> [Short exercise]: Extract, word for word, the lines of the material that run from its start through the line containing "94), (76, 100)]", including that line, and leave the pictures out of your answer.

> [Items from a dataset]:
-- begin --
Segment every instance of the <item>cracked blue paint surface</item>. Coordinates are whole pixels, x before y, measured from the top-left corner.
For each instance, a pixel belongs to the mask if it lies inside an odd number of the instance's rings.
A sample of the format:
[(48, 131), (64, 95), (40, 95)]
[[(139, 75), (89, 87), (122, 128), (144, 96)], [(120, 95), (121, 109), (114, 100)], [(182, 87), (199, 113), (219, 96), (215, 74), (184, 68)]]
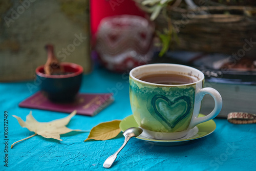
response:
[[(83, 76), (80, 92), (114, 94), (112, 104), (94, 117), (76, 115), (68, 127), (90, 130), (102, 122), (122, 119), (131, 115), (127, 74), (109, 72), (96, 67)], [(226, 170), (255, 168), (256, 126), (255, 124), (233, 125), (226, 120), (215, 119), (215, 131), (209, 136), (175, 146), (162, 146), (132, 138), (119, 153), (110, 169), (102, 166), (104, 160), (122, 145), (124, 138), (106, 141), (83, 142), (88, 133), (72, 132), (61, 136), (62, 141), (36, 136), (11, 144), (33, 134), (22, 127), (15, 115), (24, 120), (29, 111), (35, 118), (46, 122), (63, 118), (67, 114), (20, 108), (18, 104), (35, 93), (27, 83), (0, 83), (0, 137), (4, 135), (3, 113), (8, 112), (8, 164), (4, 166), (4, 146), (0, 145), (0, 170)], [(224, 103), (223, 105), (225, 105)], [(3, 142), (3, 141), (2, 141)]]

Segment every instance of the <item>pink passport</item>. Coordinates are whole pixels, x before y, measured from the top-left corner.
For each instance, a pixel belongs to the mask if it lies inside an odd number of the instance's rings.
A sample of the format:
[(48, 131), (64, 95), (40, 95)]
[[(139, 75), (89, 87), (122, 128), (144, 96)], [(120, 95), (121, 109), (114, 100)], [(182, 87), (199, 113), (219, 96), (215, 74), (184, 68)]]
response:
[(71, 103), (54, 103), (40, 92), (22, 101), (19, 107), (41, 109), (71, 113), (75, 110), (77, 114), (94, 116), (113, 101), (111, 93), (79, 94), (76, 100)]

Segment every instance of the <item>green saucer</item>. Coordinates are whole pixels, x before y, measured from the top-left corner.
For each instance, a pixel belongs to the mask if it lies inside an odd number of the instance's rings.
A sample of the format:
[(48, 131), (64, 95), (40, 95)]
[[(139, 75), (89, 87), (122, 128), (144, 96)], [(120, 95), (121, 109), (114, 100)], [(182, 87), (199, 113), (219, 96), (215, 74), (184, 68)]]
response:
[[(200, 114), (199, 117), (204, 116)], [(138, 126), (139, 126), (135, 121), (133, 115), (123, 119), (119, 124), (119, 127), (122, 132), (131, 127)], [(190, 130), (191, 131), (189, 131), (186, 136), (175, 140), (162, 140), (152, 139), (143, 135), (143, 133), (136, 138), (160, 145), (178, 145), (187, 142), (190, 140), (205, 137), (212, 133), (216, 128), (216, 124), (213, 120), (210, 120), (197, 125), (193, 129)]]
-- end --
> [Finished exercise]:
Segment every instance of the <item>cracked blue paint surface</item>. Coordinates are whole pixels, x before y, measured from the top-left corner.
For each instance, a pixel belongs to the mask if it lies inside an odd number of the instance's rings.
A sample of the format:
[(48, 131), (64, 95), (40, 95)]
[[(139, 75), (89, 87), (122, 128), (144, 96)], [(120, 95), (121, 109), (114, 100)], [(182, 87), (199, 113), (219, 96), (215, 74), (184, 68)]]
response:
[[(83, 76), (80, 92), (114, 94), (112, 104), (94, 117), (76, 115), (68, 127), (90, 130), (102, 122), (122, 119), (131, 115), (127, 74), (109, 72), (96, 67)], [(226, 170), (255, 168), (256, 126), (255, 124), (233, 125), (226, 120), (215, 119), (215, 131), (209, 136), (175, 146), (162, 146), (132, 138), (119, 153), (110, 169), (102, 166), (104, 160), (122, 145), (124, 138), (106, 141), (83, 142), (88, 133), (72, 132), (61, 136), (62, 141), (36, 136), (11, 144), (33, 134), (22, 127), (15, 115), (24, 120), (29, 111), (35, 118), (46, 122), (63, 118), (67, 114), (20, 108), (18, 104), (35, 93), (27, 83), (0, 83), (0, 137), (4, 135), (3, 113), (8, 112), (8, 164), (4, 166), (4, 146), (0, 145), (0, 170)], [(224, 103), (223, 105), (225, 105)], [(3, 142), (3, 141), (2, 141)]]

Segment every instance of the <item>pink passport</item>. Coordinates are whole pixels, x before y, measured from the top-left corner.
For each instance, a pixel belongs to the mask if it lies inside an odd number of the instance's rings.
A sample of the format:
[(48, 131), (64, 95), (40, 95)]
[[(139, 75), (89, 87), (122, 128), (144, 96)], [(120, 95), (121, 109), (114, 100)], [(182, 87), (199, 113), (219, 96), (215, 74), (184, 68)]]
response:
[(71, 103), (54, 103), (40, 92), (22, 101), (19, 107), (41, 109), (71, 113), (75, 110), (77, 114), (94, 116), (113, 101), (111, 93), (79, 94), (76, 100)]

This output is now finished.